Mario C. Gentil / 06.04.2023
We Are Who We Are (2020, Italia) parte de una temática que el director italiano aborda varias veces en su filmografía (desde puntos de partida totalmente diversos), y donde el cineasta se encuentra como pez en el agua: el descubrimiento de la identidad sexual. Buen ejemplo de ello son Melissa P. (2005, Italia), Call Me By Your Name (2017, Italia) o, incluso, Hasta los huesos (Bones and All, 2022, Italia). Pero el retrato adolescente que aquí propone Guadagnino desborda los lindes de la sexualidad, y lo que en un primer (y último término) es el núcleo del contenido, se expande y diversifica para acabar, gracias a la esencia coral del relato, tocando al mismo tiempo otra serie de temas universales y capitales (la amistad, la religión, la muerte, la identidad, el feminismo o la política).
Esta zona de seguridad de la que parte Guadagnino (el despertar de la identidad sexual) le permite a su vez jugar con las formas, explorar los recursos audiovisuales. Utiliza elementos puntuales que no repetirá más durante la serie, pero que, como un adolescente, maniobra a su antojo. De ahí, por ejemplo (entre muchos que podría citar), el zoom en retroceso de un steadicam con un teleobjetivo que enfoca a Fraser, que a su vez mira a la pantalla tras sufrir un shock visual (también con impacto personal interior), en un plano cortísimo de tiempo, tras ver por primera vez a un soldado desnudo del que se enamorará. De estos pequeños “insertos” formales algo extravagantes se viste continuamente la cinta, resultando en un proceso de probatura de las herramientas muy alejado de una posible lectura de egocentrismo estilístico, o de un simple ejercicio de querer llamar la atención. Si así lo parece, la justificación está en que los personajes lo demandan: las formas se supeditan a ellos. Por esta razón, aquellas se someten a estas naturalezas, el contenido queda a veces indeterminado, pretendidamente inacabado: la serie está en un permanente estado de investigación de sí misma. Se expone así la continua búsqueda de identidad que sufren sus personajes (de género, nacional, religiosa, etc.), de gente que vive en bases militares, en continuo trasiego, sin poder echar raíces, más que en los lazos personales que establezcan entre ellos, aun a sabiendas de que no será para siempre, pero con los que quizás sí avancen en lo que suponga un camino definitivo en sus propias vidas, a modo de introspección. Así es que la cinta no explicita la dirección de estos lazos personales: la incertidumbre reina en todos ellos.

### Registros mostrados
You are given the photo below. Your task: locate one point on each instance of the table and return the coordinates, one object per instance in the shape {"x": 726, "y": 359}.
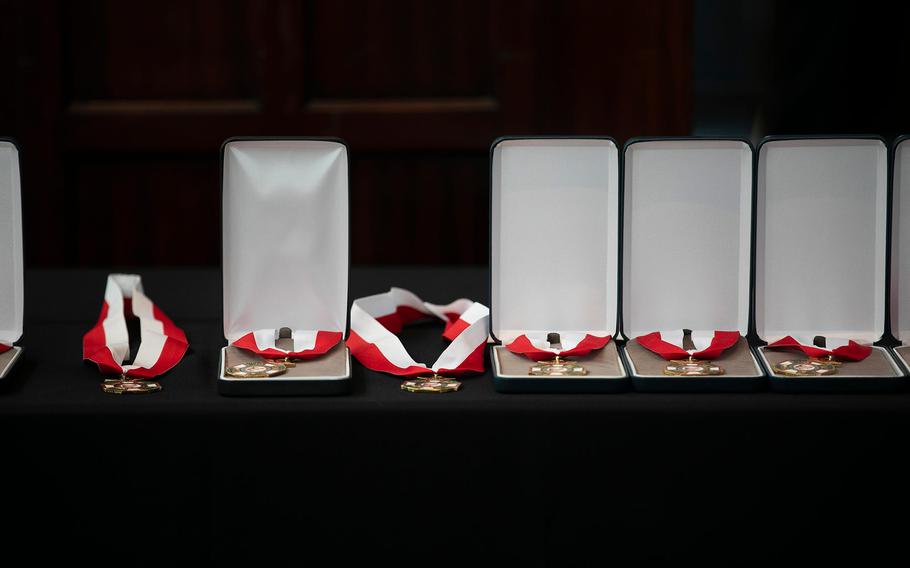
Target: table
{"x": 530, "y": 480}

--

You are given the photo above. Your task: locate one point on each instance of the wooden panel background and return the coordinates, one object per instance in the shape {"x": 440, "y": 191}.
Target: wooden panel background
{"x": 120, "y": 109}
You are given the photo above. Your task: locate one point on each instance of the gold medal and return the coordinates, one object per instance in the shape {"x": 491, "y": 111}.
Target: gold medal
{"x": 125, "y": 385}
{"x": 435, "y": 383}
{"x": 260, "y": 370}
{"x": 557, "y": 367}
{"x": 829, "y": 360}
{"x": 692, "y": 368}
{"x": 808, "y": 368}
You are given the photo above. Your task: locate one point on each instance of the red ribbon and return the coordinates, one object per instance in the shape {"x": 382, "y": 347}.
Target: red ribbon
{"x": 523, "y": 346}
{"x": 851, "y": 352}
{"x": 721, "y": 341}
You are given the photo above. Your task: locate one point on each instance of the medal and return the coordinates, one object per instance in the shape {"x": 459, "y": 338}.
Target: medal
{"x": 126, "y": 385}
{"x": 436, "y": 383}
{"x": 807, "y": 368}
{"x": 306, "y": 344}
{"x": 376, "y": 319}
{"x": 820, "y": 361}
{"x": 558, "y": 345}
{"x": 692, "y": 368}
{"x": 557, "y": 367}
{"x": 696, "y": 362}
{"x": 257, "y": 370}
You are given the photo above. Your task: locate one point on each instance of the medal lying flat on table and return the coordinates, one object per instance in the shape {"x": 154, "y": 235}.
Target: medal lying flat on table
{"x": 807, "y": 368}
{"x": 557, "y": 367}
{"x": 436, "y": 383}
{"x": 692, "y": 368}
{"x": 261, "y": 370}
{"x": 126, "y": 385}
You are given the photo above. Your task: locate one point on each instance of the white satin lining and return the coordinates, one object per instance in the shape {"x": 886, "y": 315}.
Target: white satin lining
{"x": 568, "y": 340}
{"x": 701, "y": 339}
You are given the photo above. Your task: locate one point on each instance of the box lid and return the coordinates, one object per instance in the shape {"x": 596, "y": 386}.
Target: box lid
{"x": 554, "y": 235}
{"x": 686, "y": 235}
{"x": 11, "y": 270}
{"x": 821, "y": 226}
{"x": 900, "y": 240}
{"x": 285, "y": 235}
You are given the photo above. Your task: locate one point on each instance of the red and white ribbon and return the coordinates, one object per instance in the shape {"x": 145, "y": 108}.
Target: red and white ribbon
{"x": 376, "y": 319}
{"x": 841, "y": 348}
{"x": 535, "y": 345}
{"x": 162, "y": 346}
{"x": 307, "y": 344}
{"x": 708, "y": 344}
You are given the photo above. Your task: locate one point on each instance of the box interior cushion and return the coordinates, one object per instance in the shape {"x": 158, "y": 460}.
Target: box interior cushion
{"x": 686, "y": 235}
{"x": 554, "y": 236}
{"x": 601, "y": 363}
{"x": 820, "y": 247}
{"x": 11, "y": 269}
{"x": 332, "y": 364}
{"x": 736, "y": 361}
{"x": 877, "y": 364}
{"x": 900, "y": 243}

...

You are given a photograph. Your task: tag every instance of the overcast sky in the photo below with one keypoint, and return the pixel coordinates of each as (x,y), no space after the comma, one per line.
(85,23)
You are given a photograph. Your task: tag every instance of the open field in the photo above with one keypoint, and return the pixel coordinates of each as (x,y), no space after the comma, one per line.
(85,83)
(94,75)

### Tareas requeridas
[a] Reproduce el fragmento de la reseña de We Are Who We Are que comienza con "Mario C. Gentil" y continúa hasta "o la política).".
[b] Responde según la reseña de We Are Who We Are:
(i) ¿De qué año es la serie?
(ii) ¿Qué título original se da para Hasta los huesos?
(iii) ¿Dónde viven los personajes de la serie?
[c] Prolonga la reseña de We Are Who We Are a partir de su última oración.
Los registros no hacen falta para resolver nada.

### Lista de respuestas
[a]
Mario C. Gentil / 06.04.2023
We Are Who We Are (2020, Italia) parte de una temática que el director italiano aborda varias veces en su filmografía (desde puntos de partida totalmente diversos), y donde el cineasta se encuentra como pez en el agua: el descubrimiento de la identidad sexual. Buen ejemplo de ello son Melissa P. (2005, Italia), Call Me By Your Name (2017, Italia) o, incluso, Hasta los huesos (Bones and All, 2022, Italia). Pero el retrato adolescente que aquí propone Guadagnino desborda los lindes de la sexualidad, y lo que en un primer (y último término) es el núcleo del contenido, se expande y diversifica para acabar, gracias a la esencia coral del relato, tocando al mismo tiempo otra serie de temas universales y capitales (la amistad, la religión, la muerte, la identidad, el feminismo o la política).

[b]
(i) De 2020.
(ii) Bones and All.
(iii) En bases militares.

[c]
El mayor logro se alcanza con el proceso de inversión de Cait. Tras un camino de búsqueda de identidad de varios meses transcurridos durante los ocho capítulos, en los que el personaje, con diferentes personas, explora las orillas de su identidad y su sexualidad, completa su recorrido, el de la inversión y reafirmación de su identidad gracias a una persona que, después de besarla, y desde el total respeto físico y comunicativo (y también desde la duda), le pregunta: “eres transgénero ¿verdad?, ¿FTM? ¿no se llama así?” Tras ese último trance, la cámara abre paso a Caitlin por la discoteca, se va hasta arriba de la sala para captar un plano cenital, y la sigue con la horizontalidad invertida: el proceso de conversión ha finalizado. Frente a un espejo, todavía con el plano invertido, se reconoce y sonríe. Pero pese a ello, la cinta no afirma con certeza en su epílogo una direccionalidad única y definitiva en su orientación sexual: va en un tren de vuelta a casa, pero de nuevo, se ve impulsada a bajar… Culminando así la serie con la indefinición que la caracteriza, y retratando con imágenes algo tan difícil de aprehender.